JOB - Repeat word for word everything from the line containing "point: fabric awning" to the end of the listing, first and last lines included, and only that.

MATERIAL FOR THE TASK -
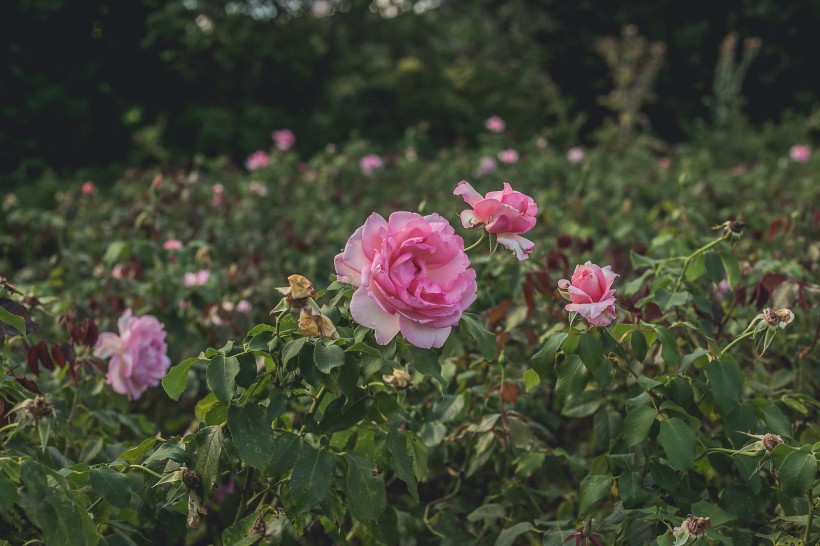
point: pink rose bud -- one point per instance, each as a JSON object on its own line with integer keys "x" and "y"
{"x": 257, "y": 160}
{"x": 284, "y": 139}
{"x": 412, "y": 276}
{"x": 370, "y": 163}
{"x": 591, "y": 294}
{"x": 575, "y": 154}
{"x": 139, "y": 355}
{"x": 172, "y": 244}
{"x": 494, "y": 124}
{"x": 800, "y": 153}
{"x": 506, "y": 213}
{"x": 508, "y": 156}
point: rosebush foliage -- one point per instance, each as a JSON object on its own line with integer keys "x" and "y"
{"x": 528, "y": 427}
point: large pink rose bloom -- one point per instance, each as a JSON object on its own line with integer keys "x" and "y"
{"x": 138, "y": 354}
{"x": 591, "y": 294}
{"x": 412, "y": 276}
{"x": 506, "y": 213}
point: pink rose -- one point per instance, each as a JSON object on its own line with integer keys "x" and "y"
{"x": 591, "y": 294}
{"x": 284, "y": 139}
{"x": 575, "y": 154}
{"x": 505, "y": 213}
{"x": 370, "y": 163}
{"x": 412, "y": 276}
{"x": 138, "y": 354}
{"x": 200, "y": 278}
{"x": 172, "y": 244}
{"x": 508, "y": 156}
{"x": 800, "y": 153}
{"x": 257, "y": 160}
{"x": 494, "y": 124}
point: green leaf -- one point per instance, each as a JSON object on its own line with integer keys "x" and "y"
{"x": 508, "y": 536}
{"x": 221, "y": 376}
{"x": 544, "y": 360}
{"x": 678, "y": 442}
{"x": 252, "y": 435}
{"x": 401, "y": 460}
{"x": 593, "y": 488}
{"x": 426, "y": 361}
{"x": 311, "y": 478}
{"x": 637, "y": 424}
{"x": 326, "y": 357}
{"x": 726, "y": 381}
{"x": 176, "y": 379}
{"x": 111, "y": 485}
{"x": 797, "y": 472}
{"x": 209, "y": 442}
{"x": 365, "y": 487}
{"x": 485, "y": 339}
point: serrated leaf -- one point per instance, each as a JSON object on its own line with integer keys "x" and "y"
{"x": 111, "y": 485}
{"x": 365, "y": 486}
{"x": 678, "y": 441}
{"x": 485, "y": 339}
{"x": 311, "y": 477}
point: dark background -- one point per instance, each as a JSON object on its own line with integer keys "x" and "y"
{"x": 91, "y": 83}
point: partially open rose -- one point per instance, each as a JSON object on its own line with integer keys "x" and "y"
{"x": 412, "y": 276}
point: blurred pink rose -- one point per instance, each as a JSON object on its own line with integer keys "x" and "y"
{"x": 508, "y": 156}
{"x": 486, "y": 165}
{"x": 506, "y": 213}
{"x": 412, "y": 276}
{"x": 138, "y": 354}
{"x": 284, "y": 139}
{"x": 800, "y": 153}
{"x": 196, "y": 279}
{"x": 575, "y": 154}
{"x": 591, "y": 294}
{"x": 370, "y": 163}
{"x": 257, "y": 160}
{"x": 495, "y": 124}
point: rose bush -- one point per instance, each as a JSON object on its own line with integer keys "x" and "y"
{"x": 412, "y": 275}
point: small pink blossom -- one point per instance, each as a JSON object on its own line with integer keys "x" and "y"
{"x": 258, "y": 188}
{"x": 590, "y": 293}
{"x": 800, "y": 153}
{"x": 495, "y": 124}
{"x": 486, "y": 165}
{"x": 218, "y": 195}
{"x": 506, "y": 213}
{"x": 370, "y": 163}
{"x": 508, "y": 156}
{"x": 412, "y": 276}
{"x": 200, "y": 278}
{"x": 139, "y": 354}
{"x": 575, "y": 154}
{"x": 257, "y": 160}
{"x": 284, "y": 139}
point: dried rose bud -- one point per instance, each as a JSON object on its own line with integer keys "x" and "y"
{"x": 770, "y": 441}
{"x": 399, "y": 379}
{"x": 698, "y": 525}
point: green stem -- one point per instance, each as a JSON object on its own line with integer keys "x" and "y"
{"x": 480, "y": 240}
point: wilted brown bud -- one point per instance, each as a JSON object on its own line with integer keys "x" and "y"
{"x": 698, "y": 525}
{"x": 40, "y": 408}
{"x": 314, "y": 324}
{"x": 771, "y": 441}
{"x": 399, "y": 379}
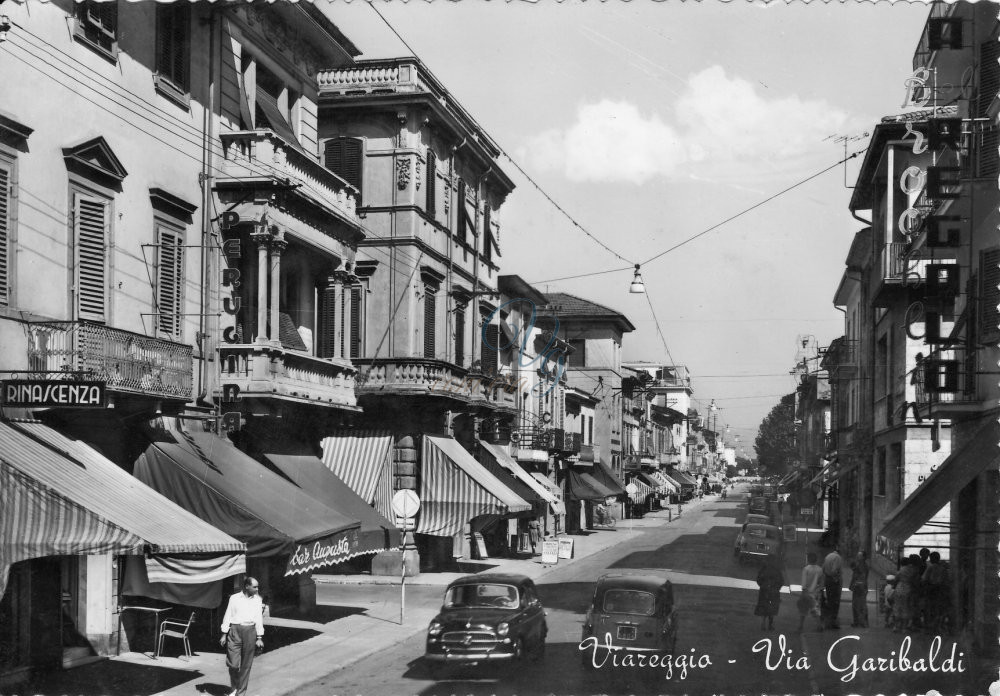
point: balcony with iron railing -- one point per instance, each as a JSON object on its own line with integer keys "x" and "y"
{"x": 263, "y": 157}
{"x": 130, "y": 363}
{"x": 268, "y": 371}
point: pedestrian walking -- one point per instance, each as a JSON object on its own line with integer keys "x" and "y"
{"x": 243, "y": 634}
{"x": 770, "y": 580}
{"x": 832, "y": 587}
{"x": 812, "y": 590}
{"x": 859, "y": 590}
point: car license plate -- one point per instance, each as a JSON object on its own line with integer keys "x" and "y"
{"x": 626, "y": 633}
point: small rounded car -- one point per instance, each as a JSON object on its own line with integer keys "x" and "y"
{"x": 489, "y": 617}
{"x": 758, "y": 542}
{"x": 631, "y": 611}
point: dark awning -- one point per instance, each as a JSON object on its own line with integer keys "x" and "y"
{"x": 310, "y": 474}
{"x": 951, "y": 476}
{"x": 208, "y": 476}
{"x": 58, "y": 496}
{"x": 583, "y": 486}
{"x": 604, "y": 475}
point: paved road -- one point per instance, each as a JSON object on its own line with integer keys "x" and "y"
{"x": 718, "y": 632}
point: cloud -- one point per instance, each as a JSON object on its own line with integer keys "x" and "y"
{"x": 719, "y": 127}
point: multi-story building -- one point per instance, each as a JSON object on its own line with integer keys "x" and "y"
{"x": 428, "y": 342}
{"x": 951, "y": 268}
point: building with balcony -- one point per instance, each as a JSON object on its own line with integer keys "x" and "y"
{"x": 954, "y": 322}
{"x": 427, "y": 313}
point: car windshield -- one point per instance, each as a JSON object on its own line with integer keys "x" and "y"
{"x": 483, "y": 595}
{"x": 762, "y": 532}
{"x": 629, "y": 602}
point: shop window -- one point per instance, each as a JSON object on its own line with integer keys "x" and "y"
{"x": 169, "y": 279}
{"x": 97, "y": 26}
{"x": 173, "y": 50}
{"x": 344, "y": 157}
{"x": 91, "y": 233}
{"x": 430, "y": 321}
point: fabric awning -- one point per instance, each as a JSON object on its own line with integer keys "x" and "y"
{"x": 583, "y": 486}
{"x": 61, "y": 497}
{"x": 604, "y": 475}
{"x": 503, "y": 459}
{"x": 362, "y": 460}
{"x": 667, "y": 483}
{"x": 554, "y": 489}
{"x": 454, "y": 488}
{"x": 208, "y": 476}
{"x": 944, "y": 484}
{"x": 376, "y": 534}
{"x": 643, "y": 491}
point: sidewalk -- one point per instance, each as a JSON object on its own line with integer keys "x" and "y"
{"x": 311, "y": 648}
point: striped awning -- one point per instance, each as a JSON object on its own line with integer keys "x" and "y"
{"x": 362, "y": 460}
{"x": 504, "y": 460}
{"x": 61, "y": 497}
{"x": 642, "y": 491}
{"x": 454, "y": 488}
{"x": 667, "y": 483}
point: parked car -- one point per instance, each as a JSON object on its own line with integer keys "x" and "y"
{"x": 758, "y": 541}
{"x": 633, "y": 611}
{"x": 488, "y": 617}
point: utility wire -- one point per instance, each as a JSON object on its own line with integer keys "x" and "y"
{"x": 514, "y": 162}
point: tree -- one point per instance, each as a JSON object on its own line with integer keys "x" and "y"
{"x": 775, "y": 443}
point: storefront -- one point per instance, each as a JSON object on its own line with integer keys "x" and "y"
{"x": 68, "y": 518}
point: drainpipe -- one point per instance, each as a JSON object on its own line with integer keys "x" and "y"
{"x": 206, "y": 223}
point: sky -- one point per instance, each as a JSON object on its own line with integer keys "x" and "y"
{"x": 650, "y": 123}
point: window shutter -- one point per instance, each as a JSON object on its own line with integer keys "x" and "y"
{"x": 459, "y": 336}
{"x": 6, "y": 179}
{"x": 356, "y": 322}
{"x": 343, "y": 158}
{"x": 169, "y": 281}
{"x": 430, "y": 316}
{"x": 91, "y": 233}
{"x": 989, "y": 316}
{"x": 431, "y": 203}
{"x": 328, "y": 322}
{"x": 989, "y": 75}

CORRECT OUTPUT -
point: fabric awning -- one point per instance, each as a JSON object on its own line with integer keys "x" and "y"
{"x": 583, "y": 486}
{"x": 61, "y": 497}
{"x": 604, "y": 475}
{"x": 503, "y": 459}
{"x": 362, "y": 460}
{"x": 667, "y": 483}
{"x": 554, "y": 489}
{"x": 454, "y": 488}
{"x": 208, "y": 476}
{"x": 944, "y": 484}
{"x": 376, "y": 534}
{"x": 643, "y": 491}
point: sidewalk -- one point per instance, each as a JSON object on its own line with integer keys "x" and "y"
{"x": 311, "y": 648}
point: striped awning -- one point per instance, each as a JSON object on its own line with integer keys "x" and "y"
{"x": 362, "y": 460}
{"x": 504, "y": 460}
{"x": 61, "y": 497}
{"x": 642, "y": 491}
{"x": 454, "y": 488}
{"x": 667, "y": 483}
point: parked car -- one point per instance, each as a JSON object on its own line with integer keys "x" and "y"
{"x": 758, "y": 541}
{"x": 633, "y": 611}
{"x": 488, "y": 617}
point: utility wire -- one point per instance, each as a JSON object on its own line with integer keys "x" and "y"
{"x": 514, "y": 162}
point: tree -- one point per instance, each as a JSON object on its own line with integer keys "x" and "y"
{"x": 775, "y": 443}
point: storefront -- one point per instance, each as a JSON object on its own line with integer keys "x" and "y"
{"x": 68, "y": 518}
point: drainpipe -- one point per instance, each as a JSON object on its own line with integer keys "x" and "y"
{"x": 206, "y": 223}
point: sky -- one point per instance, each as a JSON object on its own line with integer keys "x" and "y"
{"x": 650, "y": 123}
point: window shutter -- one point per instance, each as a JSON object on its own line with integer keys "x" and "y"
{"x": 459, "y": 336}
{"x": 6, "y": 179}
{"x": 356, "y": 322}
{"x": 343, "y": 158}
{"x": 169, "y": 281}
{"x": 430, "y": 316}
{"x": 91, "y": 233}
{"x": 989, "y": 316}
{"x": 431, "y": 203}
{"x": 328, "y": 322}
{"x": 989, "y": 75}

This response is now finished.